-- Aim of the task --
Could you set down every entry exactly as it appears?

Recorded data
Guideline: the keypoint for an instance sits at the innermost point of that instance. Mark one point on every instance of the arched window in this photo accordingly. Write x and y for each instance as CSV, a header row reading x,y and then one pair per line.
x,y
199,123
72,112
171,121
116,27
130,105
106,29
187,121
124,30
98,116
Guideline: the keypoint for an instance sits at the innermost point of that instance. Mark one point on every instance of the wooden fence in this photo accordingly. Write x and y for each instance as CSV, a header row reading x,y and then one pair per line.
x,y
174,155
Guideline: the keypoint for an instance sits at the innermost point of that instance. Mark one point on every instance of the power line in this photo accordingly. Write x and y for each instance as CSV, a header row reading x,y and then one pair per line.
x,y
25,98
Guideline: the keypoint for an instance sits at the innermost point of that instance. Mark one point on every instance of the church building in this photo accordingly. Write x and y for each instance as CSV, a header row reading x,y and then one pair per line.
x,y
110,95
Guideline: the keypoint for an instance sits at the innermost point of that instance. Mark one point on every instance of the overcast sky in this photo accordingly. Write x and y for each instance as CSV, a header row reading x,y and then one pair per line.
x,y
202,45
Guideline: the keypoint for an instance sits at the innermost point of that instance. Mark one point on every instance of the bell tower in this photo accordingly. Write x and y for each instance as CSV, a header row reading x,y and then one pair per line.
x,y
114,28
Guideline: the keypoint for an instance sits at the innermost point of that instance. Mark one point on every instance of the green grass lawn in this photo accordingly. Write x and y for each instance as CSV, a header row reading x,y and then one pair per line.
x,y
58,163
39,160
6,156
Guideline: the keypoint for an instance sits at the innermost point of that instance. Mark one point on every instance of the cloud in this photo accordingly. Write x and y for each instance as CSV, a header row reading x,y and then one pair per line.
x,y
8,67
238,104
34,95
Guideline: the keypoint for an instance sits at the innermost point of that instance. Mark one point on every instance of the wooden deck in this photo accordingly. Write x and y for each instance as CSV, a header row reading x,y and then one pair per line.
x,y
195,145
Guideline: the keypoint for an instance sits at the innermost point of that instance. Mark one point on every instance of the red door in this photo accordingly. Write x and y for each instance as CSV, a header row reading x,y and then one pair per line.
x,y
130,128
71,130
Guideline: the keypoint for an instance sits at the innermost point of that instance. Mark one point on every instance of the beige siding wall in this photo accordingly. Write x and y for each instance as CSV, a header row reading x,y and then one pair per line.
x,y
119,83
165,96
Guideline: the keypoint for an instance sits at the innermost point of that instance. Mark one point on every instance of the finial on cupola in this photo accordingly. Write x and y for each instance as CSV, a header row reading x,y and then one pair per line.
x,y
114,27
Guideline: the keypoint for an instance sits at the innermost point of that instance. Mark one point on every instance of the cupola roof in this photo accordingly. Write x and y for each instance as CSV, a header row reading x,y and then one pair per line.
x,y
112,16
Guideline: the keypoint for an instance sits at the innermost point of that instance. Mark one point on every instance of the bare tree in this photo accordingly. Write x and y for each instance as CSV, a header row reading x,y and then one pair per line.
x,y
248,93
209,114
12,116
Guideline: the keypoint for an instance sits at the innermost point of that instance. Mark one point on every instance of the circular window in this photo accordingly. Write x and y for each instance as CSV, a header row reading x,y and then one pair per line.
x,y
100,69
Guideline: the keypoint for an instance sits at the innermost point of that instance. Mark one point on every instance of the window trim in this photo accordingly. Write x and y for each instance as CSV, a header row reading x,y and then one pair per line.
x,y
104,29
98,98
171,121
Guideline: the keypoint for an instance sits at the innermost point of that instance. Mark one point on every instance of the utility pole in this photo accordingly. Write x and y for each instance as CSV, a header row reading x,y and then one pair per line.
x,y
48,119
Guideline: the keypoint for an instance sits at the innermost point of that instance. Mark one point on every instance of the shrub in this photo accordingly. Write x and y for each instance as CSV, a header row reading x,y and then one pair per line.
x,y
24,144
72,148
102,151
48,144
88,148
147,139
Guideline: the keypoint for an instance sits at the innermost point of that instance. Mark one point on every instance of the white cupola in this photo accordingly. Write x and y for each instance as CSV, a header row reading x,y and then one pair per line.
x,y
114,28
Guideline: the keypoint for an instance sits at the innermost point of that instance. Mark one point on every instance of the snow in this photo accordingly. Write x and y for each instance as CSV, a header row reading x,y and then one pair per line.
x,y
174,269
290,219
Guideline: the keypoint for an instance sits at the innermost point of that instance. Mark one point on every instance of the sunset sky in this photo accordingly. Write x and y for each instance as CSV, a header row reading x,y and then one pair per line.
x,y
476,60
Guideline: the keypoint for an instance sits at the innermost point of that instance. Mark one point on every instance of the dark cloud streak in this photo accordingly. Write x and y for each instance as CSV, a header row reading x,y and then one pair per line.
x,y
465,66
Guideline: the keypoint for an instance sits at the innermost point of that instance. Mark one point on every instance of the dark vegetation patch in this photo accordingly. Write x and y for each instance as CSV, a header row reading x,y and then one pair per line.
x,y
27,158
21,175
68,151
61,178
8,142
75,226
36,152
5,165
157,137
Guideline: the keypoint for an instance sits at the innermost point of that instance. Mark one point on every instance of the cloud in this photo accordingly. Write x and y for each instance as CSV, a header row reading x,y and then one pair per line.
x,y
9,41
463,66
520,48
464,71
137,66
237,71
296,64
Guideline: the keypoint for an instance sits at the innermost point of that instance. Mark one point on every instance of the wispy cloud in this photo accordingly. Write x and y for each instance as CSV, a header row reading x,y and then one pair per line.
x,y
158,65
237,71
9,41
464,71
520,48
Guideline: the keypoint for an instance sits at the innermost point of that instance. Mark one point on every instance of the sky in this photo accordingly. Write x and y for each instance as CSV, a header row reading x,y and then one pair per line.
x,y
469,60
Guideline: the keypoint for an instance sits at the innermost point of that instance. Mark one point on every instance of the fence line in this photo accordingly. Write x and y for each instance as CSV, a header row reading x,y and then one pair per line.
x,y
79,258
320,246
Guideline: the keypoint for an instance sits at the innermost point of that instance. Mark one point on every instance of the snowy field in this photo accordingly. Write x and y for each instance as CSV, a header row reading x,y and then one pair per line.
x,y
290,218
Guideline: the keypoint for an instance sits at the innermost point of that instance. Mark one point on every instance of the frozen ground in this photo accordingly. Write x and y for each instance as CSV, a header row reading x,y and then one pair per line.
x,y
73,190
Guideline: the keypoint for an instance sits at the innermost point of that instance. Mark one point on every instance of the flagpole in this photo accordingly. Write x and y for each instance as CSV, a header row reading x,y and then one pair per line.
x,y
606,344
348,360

-- Reply to the exercise --
Guideline: the keypoint for an instance sits at the innermost point of that instance. Mark one point on every instance of the arched window in this photo accordingly. Write x and y for each instance as CSV, a header row reading x,y and then one pair per line.
x,y
199,123
72,112
171,121
116,27
130,105
106,29
187,121
124,30
98,116
Guideline: the keypoint for an instance sits at the innermost point of that instance. Mark one point on every instance of the wooden fence in this photo accordingly. Write x and y for each instance as CSV, a header row reading x,y and then one pair per line.
x,y
174,155
Guideline: the keypoint for an instance sits at the innermost point of that instance. Mark one point on every instance of the power line in this photo accordingly. Write x and y for each instance as CSV, a header row reading x,y and then one pair per line.
x,y
25,98
Guideline: the keypoint for an instance sits at the innermost point of that instance. Mark one point on every instance of the church building in this photo accordingly. Write x and y for each instance as CSV, a header row reading x,y and then one pair per line.
x,y
110,95
Guideline: the keypoint for an instance sits at the innermost point of that instance. Mark one point on every instance of the overcast sky in this photo accordingly. Write x and y for each instance as CSV, a header row reading x,y and then one pair per line.
x,y
202,45
Guideline: the keypoint for an instance sits at the innermost point of that instance. Mark one point on every instance of the bell tower in this photo accordingly. Write x and y for each instance as CSV, a header row reading x,y and then one pair per line.
x,y
114,28
Guideline: the keypoint for an instance sits at the innermost point of that instance. Mark one point on every instance of the green grass lawn in this photo accordingly. Write x and y for each instance as CSV, a header row reading x,y and then one pair per line.
x,y
58,163
39,160
6,156
Guideline: the keypoint for an instance sits at the innermost point of that instance. Mark one point on every instance of the cloud in this photo accordingly. Write x and y for each instance as CSV, a header row reading x,y and then one pair per line.
x,y
8,67
238,104
34,95
Guideline: the keypoint for an instance sits at the innermost point of that instance. Mark one point on every instance of the wooden deck in this photo accordingly. Write x and y for each instance as CSV, a header row reading x,y and then one pair per line.
x,y
195,145
Guideline: the keypoint for an instance sits at the innermost point of that instance. Mark one point on every instance of the red door in this photo accordingly. Write x and y for each instance as CSV, a header row reading x,y and then one pair per line.
x,y
130,128
71,130
Guideline: the keypoint for an instance sits at the innermost point of that instance. Mark one point on every instance of the beige siding wall in this photo accordingly. Write x and y for each instance as CSV, a header row reading x,y and then one pair per line.
x,y
119,83
165,96
Guideline: the keypoint for an instance sits at the innermost point of that instance. Mark one point on every instance of the finial on cupola in this photo accordingly. Write x and y for each instance as CSV, a header row reading x,y and then one pair per line.
x,y
114,27
Guideline: the keypoint for an instance sits at the innermost point of that instance. Mark one point on every instance of the cupola roof in this photo accordingly. Write x and y for each instance as CSV, a header row reading x,y and then one pair per line.
x,y
112,16
Guideline: the keypoint for an instance sits at the innermost point of that instance. Mark one point on every instance of the bare tree in this photo accordingly. Write x and y for each instance as CSV, a header row reading x,y and then one pair per line.
x,y
248,93
209,114
12,116
Guideline: the keypoint for an instance sits at the innermost point of that instance. Mark one point on every instance of the circular window in this photo accordingly. Write x and y for each instance as CSV, a header row reading x,y and then one pair per line.
x,y
100,69
Guideline: the keypoint for an instance sits at the innermost point of that instance. Mark one point on every instance of the window trim in this photo accordingly. Write x and y for each instance as CSV, a header row reading x,y and then one pair per line.
x,y
104,29
98,98
171,121
Guideline: the keypoint for an instance sits at the innermost point of that instance. Mark one point on every instance of the utility pole in this photo accordingly. Write x and y for each instance as CSV, a header row reading x,y and then one pair per line.
x,y
48,119
Guideline: the keypoint for an instance sits at the innermost point of that instance. Mark one point on every instance of the shrub in this photo accordingly. Write x and y for each instance as CSV, a header row reading x,y and then one pair per line.
x,y
24,144
72,148
102,151
48,144
88,148
147,139
Guideline: the keypoint for an instance sits at the innermost point of that instance. Mark one point on every instance of the white cupola in this photo accordingly. Write x and y for each instance as CSV, a header row reading x,y and then one pair per line.
x,y
114,28
Guideline: the keypoint for an instance sits at the innermost point of that instance. Mark one point on every instance of the snow in this photo accordingly. Write x and y for each instance as CSV, a header row reading x,y and then one pair per line.
x,y
174,269
290,219
Guideline: the keypoint for an instance sits at the innermost point of that instance. Mark one point on every instance of the sunset sky in this photo accordingly. Write x and y for each instance as CSV, a header row reading x,y and then one pair per line.
x,y
476,60
Guideline: the keypoint for an instance sits at the innermost point of that instance. Mark one point on every instance of the dark cloud streak in this photo accordingly. Write x and y for each instance as CSV, a header row reading x,y and then one pair per line.
x,y
465,66
Guideline: the keypoint for an instance sits at the innermost point of that instance. Mark one point on every instance of the dark vegetation patch in this photo accordingly. Write x and y for each instance as CSV, a header row reading x,y and then one pair per line.
x,y
27,158
21,175
68,151
61,178
8,142
75,226
36,152
5,165
157,137
Guideline: the keypoint for an instance sits at the innermost point of that instance. Mark one point on every instance of the cloud in this photo accordingly. Write x and y for each instance as CSV, a header row reading x,y and then one pair per line.
x,y
9,41
463,66
520,48
464,71
137,66
237,71
296,64
Guideline: the keypoint for an instance sits at the innermost point of that instance. Mark one point on every instance of the wispy cloud in this photo accordingly. Write x and y for each instance as CSV, a header row reading x,y and then one pair per line.
x,y
158,65
237,71
9,41
464,71
520,48
Guideline: the keypoint for an instance sits at the innermost point of that instance. Mark one point on every instance of the sky in this photo accordingly. Write x and y for each instance as CSV, a header row reading x,y and then one pair per line.
x,y
469,60
Guideline: the keypoint for an instance sits at the innermost point of that instance. Mark one point on every instance of the fence line in this photo accordingly. Write x and y for each instance as CSV, a header row reading x,y and then one pair per line.
x,y
79,258
320,246
Guideline: the keypoint for an instance sits at the innermost point of that instance. Mark one point on every instance of the snowy field in this photo accordingly. Write x and y for each instance as CSV, a header row reading x,y and then one pair per line.
x,y
290,218
Guideline: the keypoint for an instance sits at the innermost point of that instance. Mark one point on every instance of the frozen ground in this photo accordingly. Write x and y for each instance as CSV, a header row reading x,y and then one pair per line.
x,y
73,190
Guideline: the keypoint for an instance sits at the innermost point of that instance. Mark one point on every instance of the flagpole in this photo accordingly. Write x and y for each instance as CSV, a header row reading x,y and then one pair per line.
x,y
606,344
348,360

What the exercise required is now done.